### EXERCISE OBJECTIVE:
Write out every line of the listing below word for word, with the pictures left out.

(Listing excerpted from a collection)
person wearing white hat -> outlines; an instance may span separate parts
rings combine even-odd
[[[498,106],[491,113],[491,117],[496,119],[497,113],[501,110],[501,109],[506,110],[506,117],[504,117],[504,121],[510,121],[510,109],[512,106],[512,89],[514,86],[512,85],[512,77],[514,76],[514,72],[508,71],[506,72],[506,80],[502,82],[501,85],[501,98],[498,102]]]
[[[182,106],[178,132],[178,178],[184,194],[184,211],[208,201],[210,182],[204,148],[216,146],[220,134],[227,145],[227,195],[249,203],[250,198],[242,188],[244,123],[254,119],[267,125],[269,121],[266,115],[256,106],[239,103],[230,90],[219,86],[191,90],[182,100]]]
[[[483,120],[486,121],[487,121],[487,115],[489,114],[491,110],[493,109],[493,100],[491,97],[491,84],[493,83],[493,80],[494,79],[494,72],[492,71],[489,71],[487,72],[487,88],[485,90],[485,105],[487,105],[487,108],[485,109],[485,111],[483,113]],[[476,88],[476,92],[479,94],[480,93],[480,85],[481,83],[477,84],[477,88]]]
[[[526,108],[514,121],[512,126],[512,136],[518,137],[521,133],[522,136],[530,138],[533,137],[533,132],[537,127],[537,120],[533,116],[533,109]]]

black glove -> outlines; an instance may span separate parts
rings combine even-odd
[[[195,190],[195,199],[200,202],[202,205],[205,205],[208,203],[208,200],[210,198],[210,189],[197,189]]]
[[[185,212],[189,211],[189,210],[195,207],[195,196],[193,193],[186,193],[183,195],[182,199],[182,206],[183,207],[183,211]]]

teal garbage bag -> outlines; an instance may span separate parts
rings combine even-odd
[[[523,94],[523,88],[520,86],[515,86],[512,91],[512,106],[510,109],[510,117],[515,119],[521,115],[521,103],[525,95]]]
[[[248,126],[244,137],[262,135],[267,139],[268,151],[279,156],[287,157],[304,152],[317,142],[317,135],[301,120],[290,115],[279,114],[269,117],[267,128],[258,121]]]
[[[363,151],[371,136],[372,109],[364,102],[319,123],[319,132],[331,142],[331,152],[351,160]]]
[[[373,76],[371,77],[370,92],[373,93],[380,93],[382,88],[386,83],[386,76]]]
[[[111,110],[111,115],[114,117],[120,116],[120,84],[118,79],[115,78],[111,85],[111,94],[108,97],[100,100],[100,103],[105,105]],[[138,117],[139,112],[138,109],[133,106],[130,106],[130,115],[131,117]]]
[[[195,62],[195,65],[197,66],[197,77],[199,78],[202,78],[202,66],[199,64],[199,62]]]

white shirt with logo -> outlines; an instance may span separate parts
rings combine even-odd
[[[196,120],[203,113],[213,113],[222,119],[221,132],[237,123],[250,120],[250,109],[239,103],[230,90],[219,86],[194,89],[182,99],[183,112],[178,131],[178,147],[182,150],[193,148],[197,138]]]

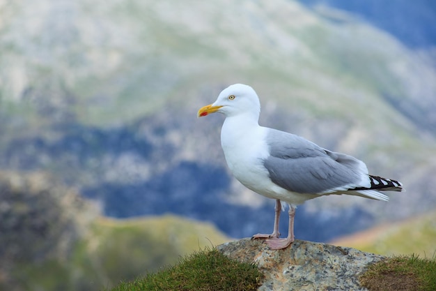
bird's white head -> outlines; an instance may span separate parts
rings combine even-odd
[[[221,91],[212,104],[200,108],[197,117],[219,112],[226,117],[248,114],[258,119],[260,112],[259,98],[253,88],[243,84],[235,84]]]

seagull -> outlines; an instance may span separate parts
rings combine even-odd
[[[368,174],[365,163],[356,158],[259,126],[259,98],[248,85],[229,86],[214,103],[200,108],[197,117],[214,112],[226,117],[221,144],[233,176],[249,189],[276,200],[272,234],[252,237],[265,239],[271,249],[285,248],[294,241],[295,209],[306,200],[348,194],[387,201],[380,191],[403,191],[398,181]],[[289,206],[287,238],[280,238],[279,232],[281,202]]]

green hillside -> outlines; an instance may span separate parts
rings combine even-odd
[[[436,258],[436,212],[340,238],[333,244],[387,255]]]
[[[0,172],[0,290],[91,290],[229,240],[167,215],[116,220],[42,173]]]

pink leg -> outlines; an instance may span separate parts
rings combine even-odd
[[[288,237],[286,239],[279,239],[278,237],[267,239],[265,242],[272,250],[285,248],[294,241],[294,217],[295,217],[295,207],[289,204],[289,232]]]
[[[265,234],[258,233],[251,237],[251,239],[270,239],[272,237],[278,238],[280,237],[280,232],[279,232],[279,221],[280,219],[280,211],[281,211],[281,203],[279,200],[276,200],[276,206],[274,208],[275,211],[275,216],[274,218],[274,230],[271,234]]]

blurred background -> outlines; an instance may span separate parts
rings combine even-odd
[[[433,0],[0,0],[0,290],[104,290],[271,232],[224,117],[196,118],[237,82],[262,125],[407,189],[308,201],[297,239],[434,255],[435,23]]]

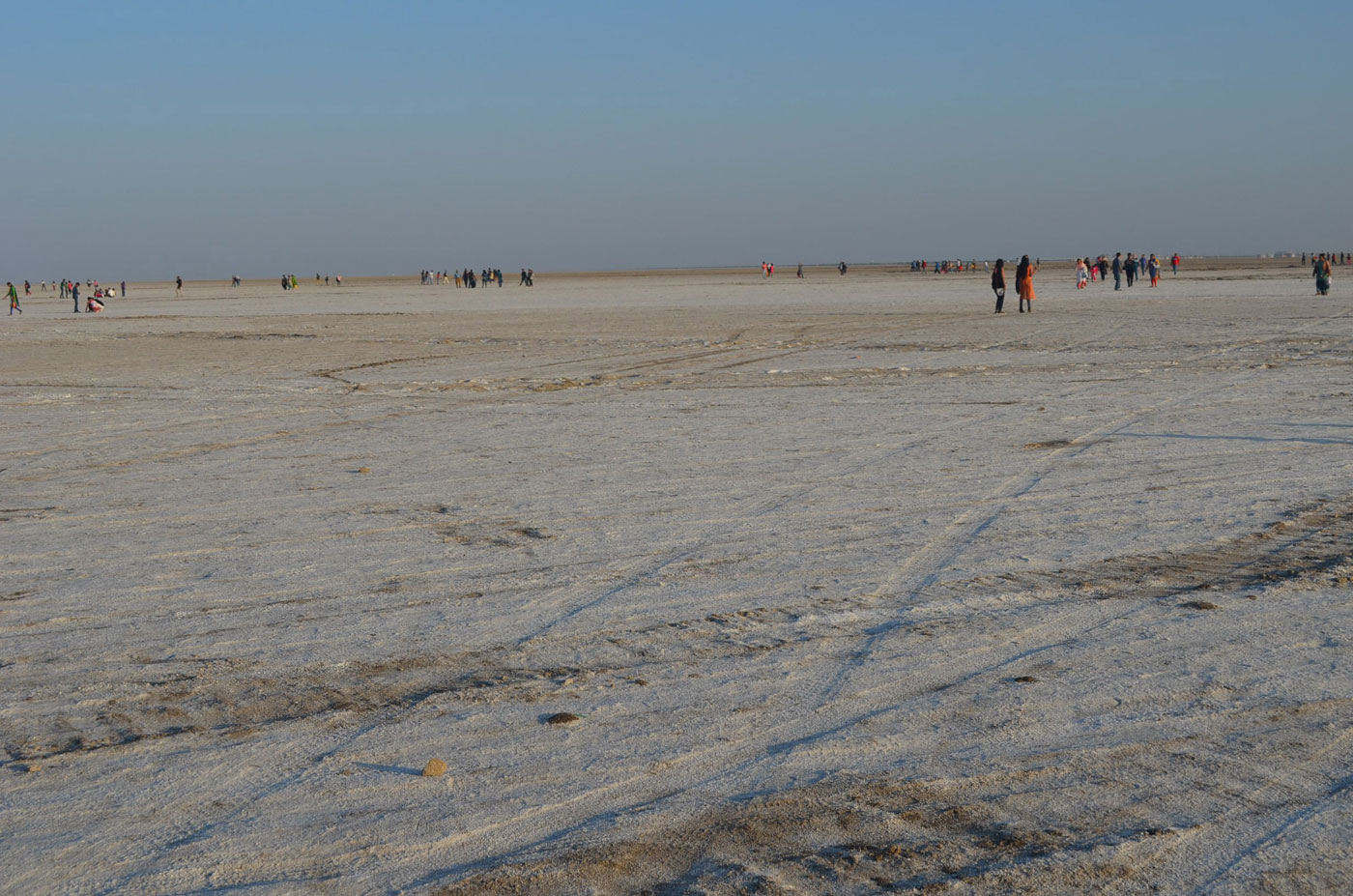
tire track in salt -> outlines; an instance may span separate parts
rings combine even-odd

### ANSWER TO THE TASK:
person wearing white hat -> outlines; an instance may span separate parts
rings combine even-odd
[[[498,106],[491,113],[491,117],[496,119],[497,113],[501,110],[501,109],[506,110],[506,117],[504,117],[504,121],[510,121],[510,109],[512,106],[512,89],[514,86],[512,85],[512,77],[514,76],[514,72],[508,71],[506,72],[506,80],[502,82],[501,85],[501,98],[498,102]]]
[[[182,106],[178,132],[178,178],[184,194],[184,211],[208,201],[210,182],[204,148],[216,146],[220,134],[227,145],[227,195],[249,203],[250,198],[242,188],[244,123],[254,119],[267,125],[269,121],[266,115],[256,106],[239,103],[230,90],[219,86],[191,90],[182,100]]]
[[[483,120],[486,121],[487,121],[487,115],[489,114],[491,110],[493,109],[493,100],[491,97],[491,84],[493,83],[493,80],[494,79],[494,72],[492,71],[489,71],[487,72],[487,88],[485,90],[485,105],[487,105],[487,108],[485,109],[485,111],[483,113]],[[476,88],[476,92],[479,94],[480,93],[480,85],[481,83],[477,84],[477,88]]]
[[[526,108],[514,121],[512,126],[512,136],[518,137],[521,133],[522,136],[530,138],[533,137],[533,132],[537,127],[537,120],[533,116],[533,109]]]

black glove -> outlines; an instance may span separate parts
rings combine even-odd
[[[195,190],[195,199],[200,202],[202,205],[205,205],[208,203],[208,200],[210,198],[210,189],[197,189]]]
[[[185,212],[189,211],[189,210],[195,207],[195,196],[193,193],[186,193],[183,195],[182,199],[182,206],[183,207],[183,211]]]

teal garbage bag -> outlines; an instance may span separate parts
rings combine even-odd
[[[523,94],[523,88],[520,86],[515,86],[512,91],[512,106],[510,109],[510,117],[515,119],[521,115],[521,103],[525,95]]]
[[[248,126],[244,137],[262,135],[267,139],[268,151],[279,156],[287,157],[304,152],[317,142],[317,135],[301,120],[290,115],[279,114],[269,117],[267,128],[258,121]]]
[[[363,151],[371,136],[372,109],[364,102],[319,123],[319,132],[331,142],[331,152],[351,160]]]
[[[373,76],[371,77],[370,92],[373,93],[380,93],[382,88],[386,83],[386,76]]]
[[[111,110],[111,115],[114,117],[120,116],[120,84],[118,79],[115,78],[111,85],[111,94],[108,97],[100,100],[100,103],[105,105]],[[138,117],[139,112],[138,109],[133,106],[130,106],[130,115],[131,117]]]
[[[195,62],[195,65],[197,66],[197,77],[199,78],[202,78],[202,66],[199,64],[199,62]]]

white shirt with logo -> outlines; an instance may span separate parts
rings combine even-odd
[[[196,120],[203,113],[213,113],[222,119],[221,132],[237,123],[250,120],[250,109],[239,103],[230,90],[219,86],[194,89],[182,99],[183,112],[178,131],[178,147],[182,150],[193,148],[197,138]]]

bird's white head -> outlines; an instance may span separate parts
rings combine even-odd
[[[221,91],[212,104],[200,108],[197,117],[219,112],[226,117],[248,114],[258,119],[260,112],[259,98],[253,88],[243,84],[235,84]]]

seagull -> outlines; an instance may span separate parts
rings combine even-odd
[[[368,174],[365,163],[356,158],[259,126],[259,98],[248,85],[229,86],[214,103],[200,108],[197,117],[214,112],[226,117],[221,144],[233,176],[249,189],[276,200],[272,234],[252,237],[265,239],[271,249],[285,248],[294,241],[295,209],[306,200],[348,194],[387,201],[380,191],[403,191],[398,181]],[[289,206],[287,238],[280,238],[279,232],[281,202]]]

green hillside -> outlines; an instance may span separate parts
rings combine even-odd
[[[436,258],[436,212],[340,238],[333,244],[387,255]]]
[[[0,172],[0,290],[91,290],[229,240],[167,215],[116,220],[42,173]]]

pink leg -> outlines; an instance may span separate parts
rings combine even-odd
[[[288,237],[286,239],[279,239],[278,237],[267,239],[265,242],[272,250],[285,248],[294,241],[294,217],[295,217],[295,207],[289,204],[289,232]]]
[[[265,234],[258,233],[251,237],[251,239],[270,239],[272,237],[278,238],[280,237],[280,232],[279,232],[279,221],[280,219],[280,211],[281,211],[281,203],[279,200],[276,200],[276,206],[274,208],[275,211],[275,216],[274,218],[274,230],[271,234]]]

blurred background -> outlines; an instance may span separate parts
rings combine even-odd
[[[433,0],[0,0],[0,290],[104,290],[271,232],[224,117],[196,118],[237,82],[262,125],[407,189],[308,201],[297,239],[434,255],[435,23]]]

tire track in salt -> outlines; an instance may span separate parts
rings combine even-odd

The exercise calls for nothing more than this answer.